## start

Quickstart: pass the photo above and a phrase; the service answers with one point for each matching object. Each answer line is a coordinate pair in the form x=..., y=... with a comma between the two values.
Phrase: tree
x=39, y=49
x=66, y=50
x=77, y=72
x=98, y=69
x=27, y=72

## end

# Aim:
Copy out all of the material above line for line, changing nothing.

# Exercise response:
Quickstart: pass the photo above and a phrase; the service answers with one point for each matching object. Each answer line is a coordinate pair in the form x=..., y=... with a comma between the two values.
Phrase: tree
x=39, y=49
x=66, y=50
x=77, y=72
x=98, y=69
x=27, y=72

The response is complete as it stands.